• PROBLEMS TO SOLVE:
1 - In the riparium thread, copy the passage between "I've got some" and "are some responses.", inclusive, word for word.
2 - According to the riparium thread, what is the smallest tank that hydrophyte thinks could work for a riparium?

# What is a Riparium?



## Craigthor (Sep 9, 2007)

Here are a few questions for you.

1- What size tanks work best for this? Wide/ Tall/ Deep, etc...

2- Filtration what is best?

3- I would love to see pics of how one of these is put together. I've recently been interested in starting a Paludarium but this seems more intruiging.

4- What Fuana are you using if any?

I may be interested in one and have a few ideas but we have our local fish auction this week so it would be a good time to find a cheap tank.

Craig


----------



## CL (Mar 13, 2008)

Craigthor said:


> 3- I would love to see pics of how one of these is put together. I've recently been interested in starting a Paludarium but this seems more intruiging.


I've got some stuff that you may be interested in such as a misting system, if you decide to set one up.

Congrats on becoming a site sponsor! I think that it was a good move for your little business!


----------



## hydrophyte (Mar 1, 2009)

Craig, Here are some responses.



Craigthor said:


> Here are a few questions for you.
> 
> 1- What size tanks work best for this? Wide/ Tall/ Deep, etc...


I would say that the smallest size that you could get away with is a 20 High (24 wide X 12 deep X 16 tall). Most of the emergent aquatics that grow well in ripariums are more coarse than many popular aquarium plants, so it is difficult to scale them to really small tanks. The enclosure also needs to have a minimum height to accommodate the vertical growth of the plants and still leave some room for water--it would be difficult to plant in a tank shorter than 16 inches. Lastly, it is difficult to hide the foam and plastic riparium planter accessories in a small tank.

Data listing:

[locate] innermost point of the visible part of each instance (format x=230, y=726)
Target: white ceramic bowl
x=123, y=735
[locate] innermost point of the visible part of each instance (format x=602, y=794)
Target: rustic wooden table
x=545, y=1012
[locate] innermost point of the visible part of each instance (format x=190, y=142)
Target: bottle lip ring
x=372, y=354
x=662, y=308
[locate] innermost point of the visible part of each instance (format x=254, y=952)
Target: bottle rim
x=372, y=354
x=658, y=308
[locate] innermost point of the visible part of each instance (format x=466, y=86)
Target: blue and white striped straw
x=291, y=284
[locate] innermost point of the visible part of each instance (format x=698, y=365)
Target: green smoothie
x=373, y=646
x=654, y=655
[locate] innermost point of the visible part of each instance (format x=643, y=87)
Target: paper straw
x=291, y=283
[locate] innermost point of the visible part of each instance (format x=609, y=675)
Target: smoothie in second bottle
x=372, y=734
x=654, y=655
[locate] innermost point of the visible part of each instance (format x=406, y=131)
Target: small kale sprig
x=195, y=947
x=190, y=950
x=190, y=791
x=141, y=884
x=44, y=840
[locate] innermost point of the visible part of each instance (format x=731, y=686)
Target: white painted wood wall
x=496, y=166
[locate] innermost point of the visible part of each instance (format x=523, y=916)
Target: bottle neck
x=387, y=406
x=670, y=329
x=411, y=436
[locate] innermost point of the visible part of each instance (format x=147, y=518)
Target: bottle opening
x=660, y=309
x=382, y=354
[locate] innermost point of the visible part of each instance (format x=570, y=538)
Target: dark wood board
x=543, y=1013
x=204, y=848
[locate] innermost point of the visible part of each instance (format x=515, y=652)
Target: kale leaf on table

• ANSWERS TO THE EXERCISES:
1 -
I've got some stuff that you may be interested in such as a misting system, if you decide to set one up.

Congrats on becoming a site sponsor! I think that it was a good move for your little business!


----------



## hydrophyte (Mar 1, 2009)

Craig, Here are some responses.

2 - A 20 High, measuring 24 wide X 12 deep X 16 tall.